[EXTRAIT DU TEXTE]:
○ ○ ○ ○ ○

Mot indispensable du jour

Parmi les québécismes, une place spéciale devrait être faite au mot cute, à prononcer à l’anglaise, comme chez Achdé, dans le deuxième volume de la série les Canayens de Monroyal, en 2010 (p. 23) :

Achdé, les Canayens de Monroyal. Saison 2. Hockey corral, p. 23, case

Léandre Bergeron, en 1980, propose la définition suivante : «Cute (pron. kioute) adj. — Mignon. Gentil. Ex. : I est-i pas cute, c’t’enfant-là» (p. 163).

En revanche, ni Marie-Pierre Gazaille et Marie-Lou Guévin (2009), ni Ephrem Desjadins (2002) ne retiennent le mot. Mea maxima culpa : cute n’est pas non plus dans le Dictionnaire québécois instantané (2004).

Cute pourrait pourtant être emblématique du français parlé au Québec : emprunté à l’anglais, courant à l’oral et plus rare à l’écrit, désignant du moyen, mais sans plus (le cute n’est pas le beau). Le portrait paraît assez juste.

○ ○ ○ ○ ○

(Entrées d'un jeu d'annotations par points)
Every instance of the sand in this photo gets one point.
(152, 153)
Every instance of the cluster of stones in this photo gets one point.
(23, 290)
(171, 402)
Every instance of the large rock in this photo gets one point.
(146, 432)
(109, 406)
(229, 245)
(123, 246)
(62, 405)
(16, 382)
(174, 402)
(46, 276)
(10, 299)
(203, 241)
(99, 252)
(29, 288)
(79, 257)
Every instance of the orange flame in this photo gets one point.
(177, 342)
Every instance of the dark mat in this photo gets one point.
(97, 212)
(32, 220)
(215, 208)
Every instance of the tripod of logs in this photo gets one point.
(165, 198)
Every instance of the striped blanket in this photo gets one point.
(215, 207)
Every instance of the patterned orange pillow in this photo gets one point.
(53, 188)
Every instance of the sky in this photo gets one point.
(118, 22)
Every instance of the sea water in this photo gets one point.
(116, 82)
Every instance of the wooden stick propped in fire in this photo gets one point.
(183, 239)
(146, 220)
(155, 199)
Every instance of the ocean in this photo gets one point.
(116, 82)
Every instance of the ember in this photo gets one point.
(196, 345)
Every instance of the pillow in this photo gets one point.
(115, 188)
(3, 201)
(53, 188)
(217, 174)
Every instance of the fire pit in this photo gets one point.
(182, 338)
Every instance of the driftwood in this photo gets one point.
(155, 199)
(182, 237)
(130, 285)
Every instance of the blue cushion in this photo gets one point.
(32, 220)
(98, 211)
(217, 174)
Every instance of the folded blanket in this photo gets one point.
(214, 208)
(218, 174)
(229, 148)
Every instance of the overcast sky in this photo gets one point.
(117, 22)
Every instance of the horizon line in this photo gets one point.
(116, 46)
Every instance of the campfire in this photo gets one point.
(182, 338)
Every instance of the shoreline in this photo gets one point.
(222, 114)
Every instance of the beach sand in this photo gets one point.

○ ○ ○ ○ ○

[CONSIGNE]:
Rédigez la suite du billet sur le mot cute, en reprenant juste après sa dernière phrase.

[RÉPONSE]:
 

Références

Achdé, les Canayens de Monroyal. Saison 2. Hockey corral, Boomerang éditeur jeunesse, 2010, 46 p. Couleur : Mel.

Bergeron, Léandre, Dictionnaire de la langue québécoise, Montréal, VLB éditeur, 1980, 574 p.

Desjardins, Ephrem, Petit lexique de mots québécois à l’usage des Français (et autres francophones d’Europe) en vacances au Québec, Montréal, Éditions Vox Populi internationales, 2002, 155 p.

Gazaille, Marie-Pierre et Marie-Lou Guévin, le Parler québécois pour les nuls, Paris, Éditions First, 2009, xiv/221 p. Préface de Yannick Resch.

Melançon, Benoît, avec la collaboration de Pierre Popovic, Dictionnaire québécois instantané, Montréal, Fides, 2004 (deuxième édition, revue, corrigée et full upgradée), 234 p. Illustrations de Philippe Beha. Édition de poche : Montréal, Fides, coll. «Biblio-Fides», 2019, 234 p.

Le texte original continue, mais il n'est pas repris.